■ Task brief ■
The answer must be an exact copy of the lines from the top of the listing below through the line with "of the parked", with no pictures.

■ Recorded information ■
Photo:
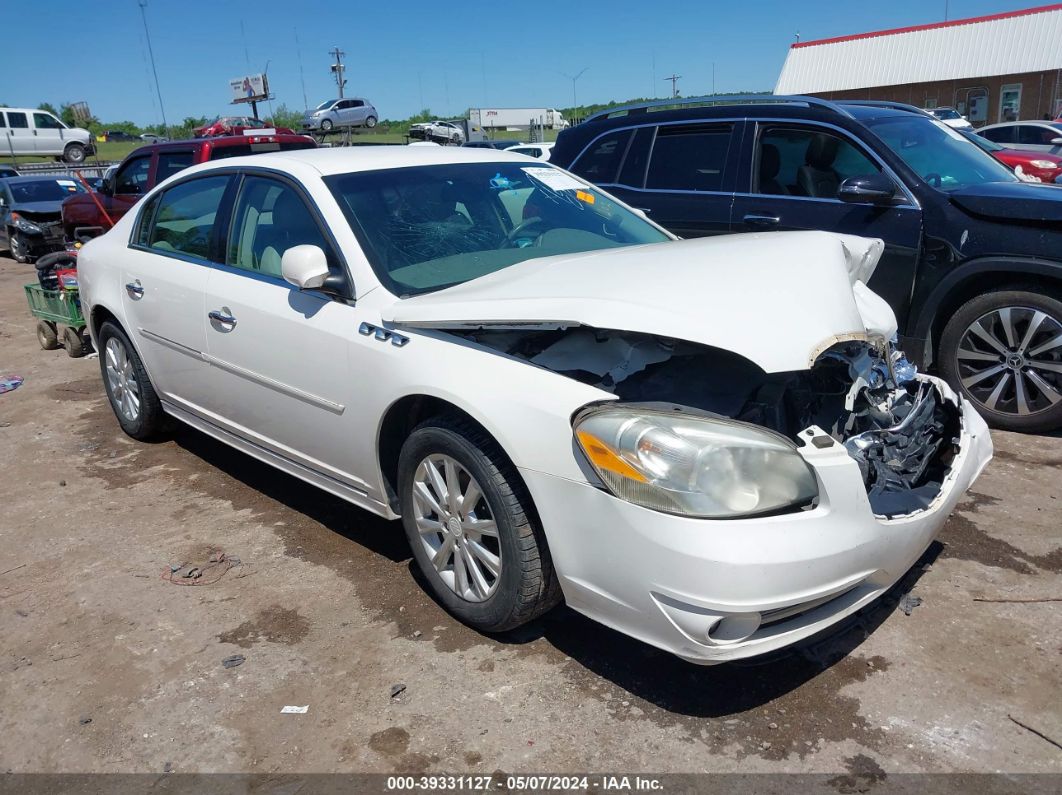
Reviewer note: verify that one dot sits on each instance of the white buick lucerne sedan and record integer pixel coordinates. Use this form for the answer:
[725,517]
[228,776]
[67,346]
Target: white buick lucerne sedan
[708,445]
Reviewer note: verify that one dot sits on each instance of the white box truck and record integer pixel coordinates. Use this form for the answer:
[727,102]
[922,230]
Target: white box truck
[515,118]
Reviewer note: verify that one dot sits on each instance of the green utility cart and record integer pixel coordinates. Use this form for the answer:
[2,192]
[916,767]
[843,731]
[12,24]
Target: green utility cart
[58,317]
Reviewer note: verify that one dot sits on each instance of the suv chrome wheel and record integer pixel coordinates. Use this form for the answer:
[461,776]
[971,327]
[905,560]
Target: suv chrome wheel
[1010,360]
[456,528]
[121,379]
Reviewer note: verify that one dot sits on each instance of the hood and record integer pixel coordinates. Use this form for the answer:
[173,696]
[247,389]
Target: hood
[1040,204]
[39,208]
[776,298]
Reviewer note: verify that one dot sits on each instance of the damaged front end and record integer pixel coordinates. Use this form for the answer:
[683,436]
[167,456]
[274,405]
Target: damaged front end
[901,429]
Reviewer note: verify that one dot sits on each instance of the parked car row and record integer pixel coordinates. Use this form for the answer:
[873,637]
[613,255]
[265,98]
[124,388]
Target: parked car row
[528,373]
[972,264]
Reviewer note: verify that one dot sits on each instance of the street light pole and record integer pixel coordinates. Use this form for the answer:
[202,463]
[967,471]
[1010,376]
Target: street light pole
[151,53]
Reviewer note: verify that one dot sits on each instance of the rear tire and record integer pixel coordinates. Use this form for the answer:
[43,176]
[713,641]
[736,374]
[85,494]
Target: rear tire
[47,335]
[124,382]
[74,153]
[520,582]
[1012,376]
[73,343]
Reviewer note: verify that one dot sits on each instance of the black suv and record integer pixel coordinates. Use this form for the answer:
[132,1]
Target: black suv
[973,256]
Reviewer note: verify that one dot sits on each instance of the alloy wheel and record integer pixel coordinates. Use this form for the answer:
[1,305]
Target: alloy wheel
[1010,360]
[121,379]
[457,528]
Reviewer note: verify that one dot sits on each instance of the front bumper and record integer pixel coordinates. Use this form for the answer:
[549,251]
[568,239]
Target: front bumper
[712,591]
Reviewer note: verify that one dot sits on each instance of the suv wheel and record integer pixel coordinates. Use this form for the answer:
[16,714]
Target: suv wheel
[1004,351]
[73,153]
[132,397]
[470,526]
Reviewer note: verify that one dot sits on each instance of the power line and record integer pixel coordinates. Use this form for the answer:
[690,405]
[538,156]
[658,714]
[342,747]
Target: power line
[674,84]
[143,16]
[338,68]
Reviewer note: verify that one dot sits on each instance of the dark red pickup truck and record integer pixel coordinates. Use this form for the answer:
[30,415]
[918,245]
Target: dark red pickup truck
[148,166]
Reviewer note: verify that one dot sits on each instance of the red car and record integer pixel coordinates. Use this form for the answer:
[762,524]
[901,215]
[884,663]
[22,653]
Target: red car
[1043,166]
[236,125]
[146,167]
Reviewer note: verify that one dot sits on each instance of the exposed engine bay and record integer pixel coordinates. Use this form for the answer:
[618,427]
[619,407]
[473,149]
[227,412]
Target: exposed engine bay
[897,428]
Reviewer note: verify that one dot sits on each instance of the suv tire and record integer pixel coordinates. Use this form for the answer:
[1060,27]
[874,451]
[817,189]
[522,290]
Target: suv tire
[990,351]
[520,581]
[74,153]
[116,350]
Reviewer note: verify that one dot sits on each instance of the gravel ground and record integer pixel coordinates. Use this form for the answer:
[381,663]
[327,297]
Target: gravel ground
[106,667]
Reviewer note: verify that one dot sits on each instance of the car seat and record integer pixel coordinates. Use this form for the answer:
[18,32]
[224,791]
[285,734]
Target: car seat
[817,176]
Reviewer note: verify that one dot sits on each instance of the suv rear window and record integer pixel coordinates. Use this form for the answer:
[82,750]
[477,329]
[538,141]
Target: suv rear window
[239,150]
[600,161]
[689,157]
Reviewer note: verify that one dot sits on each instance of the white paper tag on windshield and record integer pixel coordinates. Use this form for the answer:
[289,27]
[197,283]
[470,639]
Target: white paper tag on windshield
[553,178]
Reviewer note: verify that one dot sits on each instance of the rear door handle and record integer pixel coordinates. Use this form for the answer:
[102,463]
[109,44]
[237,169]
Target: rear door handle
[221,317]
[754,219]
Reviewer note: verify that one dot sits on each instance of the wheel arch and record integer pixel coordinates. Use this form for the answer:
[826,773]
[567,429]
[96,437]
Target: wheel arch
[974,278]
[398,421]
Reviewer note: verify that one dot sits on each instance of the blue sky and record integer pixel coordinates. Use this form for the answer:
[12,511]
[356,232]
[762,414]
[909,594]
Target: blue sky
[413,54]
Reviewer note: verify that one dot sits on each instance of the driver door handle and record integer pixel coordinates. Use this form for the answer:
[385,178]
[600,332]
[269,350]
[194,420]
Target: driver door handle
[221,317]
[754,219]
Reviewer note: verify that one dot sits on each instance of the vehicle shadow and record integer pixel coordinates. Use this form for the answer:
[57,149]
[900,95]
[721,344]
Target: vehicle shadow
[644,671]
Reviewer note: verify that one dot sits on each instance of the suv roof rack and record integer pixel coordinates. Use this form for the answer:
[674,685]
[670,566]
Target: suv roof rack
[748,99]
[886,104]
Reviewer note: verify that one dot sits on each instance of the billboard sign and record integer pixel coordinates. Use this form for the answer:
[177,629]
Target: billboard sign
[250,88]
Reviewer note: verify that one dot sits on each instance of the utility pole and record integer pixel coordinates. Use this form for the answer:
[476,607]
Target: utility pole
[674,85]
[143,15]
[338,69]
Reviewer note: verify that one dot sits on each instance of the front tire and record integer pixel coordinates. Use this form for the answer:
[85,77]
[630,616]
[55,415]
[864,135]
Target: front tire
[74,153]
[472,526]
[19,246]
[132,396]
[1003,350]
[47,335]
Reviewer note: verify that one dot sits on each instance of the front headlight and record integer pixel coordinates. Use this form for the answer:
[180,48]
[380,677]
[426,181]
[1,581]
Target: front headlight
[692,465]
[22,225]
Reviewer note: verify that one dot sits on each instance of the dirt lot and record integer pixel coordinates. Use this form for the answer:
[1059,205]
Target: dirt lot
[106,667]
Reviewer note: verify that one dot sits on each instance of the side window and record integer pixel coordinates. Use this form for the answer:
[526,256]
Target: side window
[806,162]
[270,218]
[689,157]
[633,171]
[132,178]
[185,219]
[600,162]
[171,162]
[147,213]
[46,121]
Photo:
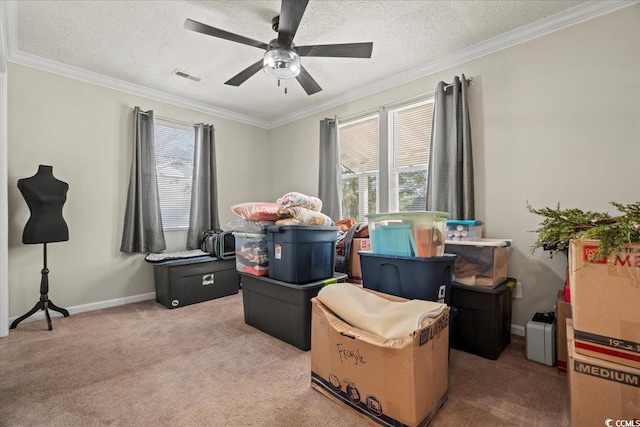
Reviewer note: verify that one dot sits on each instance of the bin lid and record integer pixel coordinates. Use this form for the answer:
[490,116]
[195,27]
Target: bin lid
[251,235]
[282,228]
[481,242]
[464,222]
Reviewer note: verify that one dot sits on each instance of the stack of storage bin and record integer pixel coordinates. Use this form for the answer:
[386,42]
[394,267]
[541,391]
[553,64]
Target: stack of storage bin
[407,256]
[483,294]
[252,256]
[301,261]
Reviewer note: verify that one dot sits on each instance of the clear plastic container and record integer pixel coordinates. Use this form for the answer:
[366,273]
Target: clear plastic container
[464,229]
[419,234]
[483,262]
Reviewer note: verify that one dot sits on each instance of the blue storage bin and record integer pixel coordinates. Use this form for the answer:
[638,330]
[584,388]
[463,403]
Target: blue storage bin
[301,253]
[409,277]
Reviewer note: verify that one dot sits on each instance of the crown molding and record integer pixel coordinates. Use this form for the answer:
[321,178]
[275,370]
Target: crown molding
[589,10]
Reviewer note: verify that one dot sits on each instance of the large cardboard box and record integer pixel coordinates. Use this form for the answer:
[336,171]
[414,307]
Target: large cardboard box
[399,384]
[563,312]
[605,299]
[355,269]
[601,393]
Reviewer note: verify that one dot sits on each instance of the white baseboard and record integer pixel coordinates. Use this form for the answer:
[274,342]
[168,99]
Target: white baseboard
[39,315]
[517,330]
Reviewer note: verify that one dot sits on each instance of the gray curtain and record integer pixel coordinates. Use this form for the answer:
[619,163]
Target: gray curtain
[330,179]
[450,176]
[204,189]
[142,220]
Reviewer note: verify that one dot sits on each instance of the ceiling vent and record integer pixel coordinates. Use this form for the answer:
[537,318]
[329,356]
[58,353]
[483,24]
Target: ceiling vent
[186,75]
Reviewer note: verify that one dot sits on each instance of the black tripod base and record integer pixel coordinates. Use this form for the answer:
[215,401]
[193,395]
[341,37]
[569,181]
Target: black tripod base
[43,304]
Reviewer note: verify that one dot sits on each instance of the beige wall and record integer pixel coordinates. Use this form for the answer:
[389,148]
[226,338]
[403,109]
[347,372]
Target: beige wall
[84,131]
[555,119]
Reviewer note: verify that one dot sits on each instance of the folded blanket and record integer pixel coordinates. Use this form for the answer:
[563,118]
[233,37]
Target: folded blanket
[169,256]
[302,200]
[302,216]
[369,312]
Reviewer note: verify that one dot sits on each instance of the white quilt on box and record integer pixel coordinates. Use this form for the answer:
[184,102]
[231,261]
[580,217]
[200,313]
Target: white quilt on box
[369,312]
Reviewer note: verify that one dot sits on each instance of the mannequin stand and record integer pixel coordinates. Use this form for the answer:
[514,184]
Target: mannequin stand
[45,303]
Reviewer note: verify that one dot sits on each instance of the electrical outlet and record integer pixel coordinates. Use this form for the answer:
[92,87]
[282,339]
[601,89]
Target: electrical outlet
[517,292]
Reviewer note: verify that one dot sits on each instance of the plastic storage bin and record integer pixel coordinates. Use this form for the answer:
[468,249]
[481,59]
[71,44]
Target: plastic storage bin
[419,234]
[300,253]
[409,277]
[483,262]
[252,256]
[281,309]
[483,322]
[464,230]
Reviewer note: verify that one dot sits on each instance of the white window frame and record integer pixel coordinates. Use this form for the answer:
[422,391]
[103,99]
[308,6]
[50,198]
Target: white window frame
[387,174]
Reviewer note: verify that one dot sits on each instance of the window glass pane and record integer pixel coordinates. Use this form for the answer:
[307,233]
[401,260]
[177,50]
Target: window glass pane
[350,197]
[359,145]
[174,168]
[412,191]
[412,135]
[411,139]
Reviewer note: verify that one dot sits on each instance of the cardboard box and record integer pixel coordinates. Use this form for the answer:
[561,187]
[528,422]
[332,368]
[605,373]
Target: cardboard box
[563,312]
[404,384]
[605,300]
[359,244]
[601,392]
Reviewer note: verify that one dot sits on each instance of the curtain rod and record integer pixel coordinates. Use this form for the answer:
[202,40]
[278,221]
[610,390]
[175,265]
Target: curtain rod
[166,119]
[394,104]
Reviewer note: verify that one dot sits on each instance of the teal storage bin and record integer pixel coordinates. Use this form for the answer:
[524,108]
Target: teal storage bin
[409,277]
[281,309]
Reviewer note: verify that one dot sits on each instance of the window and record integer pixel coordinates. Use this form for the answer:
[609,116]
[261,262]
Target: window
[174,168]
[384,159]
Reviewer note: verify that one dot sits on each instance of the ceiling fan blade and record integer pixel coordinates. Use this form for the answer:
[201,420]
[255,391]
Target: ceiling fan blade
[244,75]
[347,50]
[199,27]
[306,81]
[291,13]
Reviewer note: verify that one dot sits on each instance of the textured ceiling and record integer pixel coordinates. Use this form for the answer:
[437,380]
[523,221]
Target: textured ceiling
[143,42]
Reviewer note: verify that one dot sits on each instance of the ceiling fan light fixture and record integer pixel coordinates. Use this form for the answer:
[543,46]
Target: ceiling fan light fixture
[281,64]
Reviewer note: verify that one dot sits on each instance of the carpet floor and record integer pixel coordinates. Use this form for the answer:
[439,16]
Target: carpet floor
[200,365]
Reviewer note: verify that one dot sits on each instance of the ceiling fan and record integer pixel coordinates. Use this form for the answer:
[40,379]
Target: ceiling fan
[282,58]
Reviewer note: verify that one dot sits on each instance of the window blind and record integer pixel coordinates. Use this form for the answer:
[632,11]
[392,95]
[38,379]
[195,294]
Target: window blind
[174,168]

■ Reply to the exercise ■
Photo:
Reviewer note: verify that one dot sits on each instance of the white buick lucerne sedan and record integer pixel coordinates. Use this form for the answer:
[725,517]
[228,776]
[67,346]
Target: white buick lucerne sedan
[708,445]
Reviewer note: verify that one dot sits on each instance of the white box truck and record integer pixel coordinates. Use this form for the answer:
[727,102]
[922,230]
Target: white box truck
[515,118]
Reviewer note: verify that one dot sits on each instance of the green utility cart and record integer pixel coordinates. Use this form for the answer:
[2,192]
[916,767]
[843,731]
[12,24]
Target: green utility cart
[58,317]
Reviewer note: verify that one dot sits on each instance of the suv chrome wheel and record integer pixel coordinates. Use this form for the answer:
[461,776]
[971,327]
[905,560]
Target: suv chrome wheel
[1010,360]
[456,528]
[121,379]
Reviewer note: verify that one dot sits on each instance of the hood and record integer pixel coordinates. Use this form for the answer:
[173,696]
[247,389]
Target: hood
[1040,204]
[39,208]
[776,298]
Reviewer note: verify that one dot sits on each instance of the damaged front end and record integer pixel coordinates. Use this form for the answer:
[683,436]
[167,456]
[274,405]
Target: damaged front end
[901,429]
Reviewer note: verify that one dot sits on each instance of the parked car row and record integer pixel coordinates. Use this form for the answer:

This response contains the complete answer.